= Supplied text =
________

With increasing physical skills and an emerging drive for independence, your child slowly enters the stage of life where he wants to join you doing things around the house. You can help maintain his natural enthusiasm by bearing in mind the following general principles.
Remember to keep all lessons on the light side. Your role should be one of gentle guidance and encouragement, not drilling or nagging. Your primary goal is not to train your little worker, but to show your child how things are done and allow him to the fun of taking part.
Before your little one is old enough for regular chores, you can give him a feeling of usefulness by allowing him to help you spontaneously from time to time. When you feel that your child is ready to tackle a job of his own, make sure the task is a real one.
A youngster who helps to set the table everyday or takes the clothes out of the dryer feels proud to know that what he is doing is important to the running of the household. Although your youngster can participate in many household activities from the time he is two, you should be careful to match the job to his skills. He will become frustrated and lose his interest if you ask him to do something for which he is not quite ready.
Teaching new skills to a youngster takes time and practice, even when your little one is ready and eager for the job. You might give him a sponge and a spray bottle filled with water when you are cleaning the kitchen and let him spray and wipe part of the counter while you do the rest of it. If you show your child patiently how to do the job and then work with him, he will learn to do it while you watch.
A child is often ready to move from simple to more complex tasks when he reaches a new development milestone. But if you misjudge your youngster’s skill and feel that it is necessary to lighten the responsibility, try not to make it seem like a punishment. Always praise him for what he is able to do.

________

Segmentation mask data

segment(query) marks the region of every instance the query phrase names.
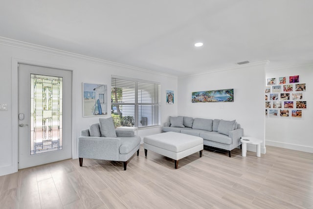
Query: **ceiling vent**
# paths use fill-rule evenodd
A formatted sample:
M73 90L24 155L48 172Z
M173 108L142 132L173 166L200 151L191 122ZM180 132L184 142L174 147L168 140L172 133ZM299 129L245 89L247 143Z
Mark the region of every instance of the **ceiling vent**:
M238 65L244 65L245 64L248 64L248 63L250 63L250 62L249 62L248 61L243 61L243 62L239 62L239 63L237 63L237 64L238 64Z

________

= Exercises to complete =
- a) According to the text on children's household chores, from what age can a youngster take part in many household activities?
- b) Please print, unchanged, the part of the text on children's household chores that opens with the words containing "Teaching new skills" and closes with "able to do.".

= Responses to the tasks =
- a) From the age of two.

- b)
Teaching new skills to a youngster takes time and practice, even when your little one is ready and eager for the job. You might give him a sponge and a spray bottle filled with water when you are cleaning the kitchen and let him spray and wipe part of the counter while you do the rest of it. If you show your child patiently how to do the job and then work with him, he will learn to do it while you watch.
A child is often ready to move from simple to more complex tasks when he reaches a new development milestone. But if you misjudge your youngster’s skill and feel that it is necessary to lighten the responsibility, try not to make it seem like a punishment. Always praise him for what he is able to do.